Written instruction 1:
Answer these questions using the blog post below.
(a) How many nuclear bombs did it take to get Japan to surrender?
(b) What immobilized the British expedition sent to New York and let the Americans escape?
(c) In which World War II naval battle could the American force have been wiped out by a far larger Japanese fleet?

Extract:

Tuesday, February 24, 2009

Let my People Go! (Where's my Parachute?)

It is not merely as bad as it seems--after reading 'A Fatal Trajectory' from the esteemed Thomas Sowell, I am now convinced that it is far worse!

For example:

.... It took only two nuclear bombs to get Japan to surrender--and the Japanese of that era were far tougher than most Americans today. Just one bomb--dropped on New York, Chicago or Los Angeles--might be enough to get us to surrender.

If we are still made of sterner stuff than it looks like, then it might take two or maybe even three or four nuclear bombs, but we will surrender.

It doesn't matter if we retaliate and kill millions of innocent Iranian civilians--at least it will not matter to the fanatics in charge of Iran or the fanatics in charge of the international terrorist organizations that Iran supplies.

Ultimately, it all comes down to who is willing to die and who is not.

How did we get to this point? It was no single thing.

The dumbing down of our education, the undermining of moral values with the fad of "non-judgmental" affectations, the denigration of our nation through poisonous propaganda from the movies to the universities. The list goes on and on.

The trajectory of our course leads to a fate that would fully justify despair. The only saving grace is that even the trajectory of a bullet can be changed by the wind.

We have been saved by miraculous good fortune before in our history. The overwhelming military and naval expedition that Britain sent to New York to annihilate George Washington's army was totally immobilized by a vast impenetrable fog that allowed the Americans to escape. That is how they ended up in Valley Forge.

In the World War II naval battle of Midway, if things had not happened just the way they did, at just the time they did, the American naval force would not only have lost, but could have been wiped out by the far larger Japanese fleet.

Over the years, we have had our share of miraculous deliverances. But that our fate today depends on yet another miracle is what can turn pessimism to despair.

Written instruction 2: Print the rows unchanged, from the line with "Isolate dirt road." through the line with "347, 169, 432]]", including both of those lines.

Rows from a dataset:

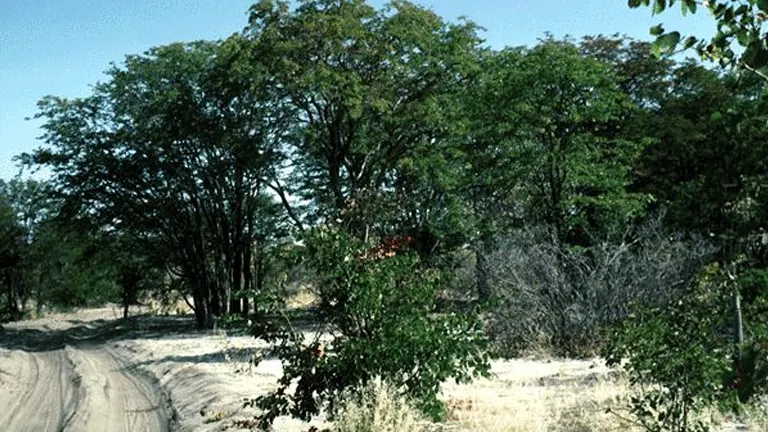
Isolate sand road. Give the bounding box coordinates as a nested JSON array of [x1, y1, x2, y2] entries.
[[0, 314, 173, 432]]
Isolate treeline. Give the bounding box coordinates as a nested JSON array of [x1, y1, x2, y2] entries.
[[2, 0, 768, 340]]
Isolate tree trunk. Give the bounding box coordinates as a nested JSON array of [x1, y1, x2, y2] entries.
[[475, 243, 493, 301]]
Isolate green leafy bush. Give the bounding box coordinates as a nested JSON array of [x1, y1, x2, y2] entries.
[[334, 378, 424, 432], [604, 265, 737, 432], [257, 229, 490, 426]]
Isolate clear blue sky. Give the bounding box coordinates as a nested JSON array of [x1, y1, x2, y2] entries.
[[0, 0, 713, 179]]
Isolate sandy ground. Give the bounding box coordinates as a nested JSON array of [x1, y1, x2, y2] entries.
[[0, 308, 768, 432], [0, 310, 173, 431]]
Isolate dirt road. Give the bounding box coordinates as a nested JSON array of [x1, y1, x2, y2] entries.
[[0, 314, 173, 432]]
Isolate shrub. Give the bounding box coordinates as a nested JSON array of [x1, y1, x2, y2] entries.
[[486, 220, 714, 357], [334, 378, 424, 432], [604, 265, 740, 432], [257, 229, 490, 426]]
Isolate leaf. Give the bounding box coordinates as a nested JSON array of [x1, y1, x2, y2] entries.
[[683, 36, 698, 49], [736, 29, 752, 46], [655, 31, 680, 52], [682, 0, 696, 14]]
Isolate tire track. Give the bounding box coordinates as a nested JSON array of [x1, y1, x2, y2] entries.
[[0, 314, 175, 432], [0, 350, 79, 432], [67, 347, 169, 432]]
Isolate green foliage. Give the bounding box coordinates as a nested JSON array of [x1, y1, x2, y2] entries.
[[604, 264, 734, 432], [258, 229, 489, 425], [604, 264, 768, 431], [628, 0, 768, 73], [466, 39, 647, 244], [246, 0, 480, 241], [333, 379, 424, 432]]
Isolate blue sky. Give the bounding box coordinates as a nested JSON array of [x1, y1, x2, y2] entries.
[[0, 0, 713, 179]]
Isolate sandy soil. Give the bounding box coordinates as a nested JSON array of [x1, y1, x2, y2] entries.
[[0, 308, 768, 432], [0, 310, 173, 431]]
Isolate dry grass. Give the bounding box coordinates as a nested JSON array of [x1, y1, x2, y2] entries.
[[286, 286, 320, 310], [333, 379, 425, 432], [436, 360, 632, 432]]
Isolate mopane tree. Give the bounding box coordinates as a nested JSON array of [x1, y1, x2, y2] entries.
[[30, 36, 288, 326], [246, 0, 479, 246], [472, 39, 645, 250]]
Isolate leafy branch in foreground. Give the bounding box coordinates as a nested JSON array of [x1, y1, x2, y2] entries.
[[256, 229, 490, 427]]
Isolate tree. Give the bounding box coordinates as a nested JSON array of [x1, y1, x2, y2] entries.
[[629, 0, 768, 79], [246, 0, 479, 248], [469, 39, 645, 250], [255, 227, 490, 429], [28, 36, 287, 326]]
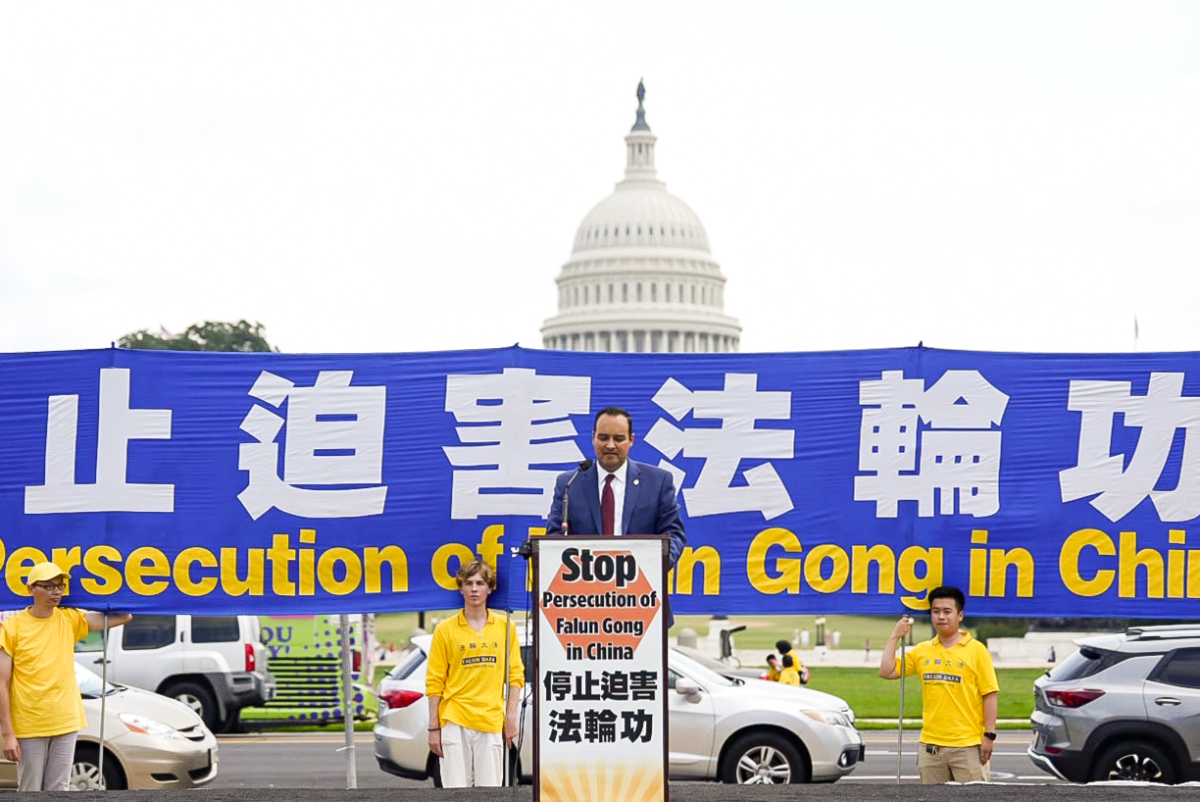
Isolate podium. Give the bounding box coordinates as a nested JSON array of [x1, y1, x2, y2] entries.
[[533, 535, 670, 802]]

Output 1:
(a) Two.
(b) A vast impenetrable fog.
(c) The battle of Midway.

Output 2:
Isolate dirt road. Give the bounding box coordinates as a nested JSON array of [x1, y1, x2, y2] entries.
[[0, 314, 173, 432]]
Isolate shrub. Give the bounding box coordinates as a nested JSON array of [x1, y1, x2, y2] entries.
[[486, 220, 714, 357], [334, 378, 424, 432], [604, 265, 740, 432], [257, 229, 490, 426]]
Isolate leaf. Give the bounding box coordinates as a nested JSON array of [x1, y1, x2, y2] entries.
[[683, 36, 698, 49], [736, 29, 752, 46], [655, 31, 680, 52], [682, 0, 696, 14]]
Isolate tire track. Give the bounding box coordinates as a nested JSON array of [x1, y1, x2, y2] entries.
[[0, 314, 175, 432], [0, 350, 79, 432], [67, 347, 169, 432]]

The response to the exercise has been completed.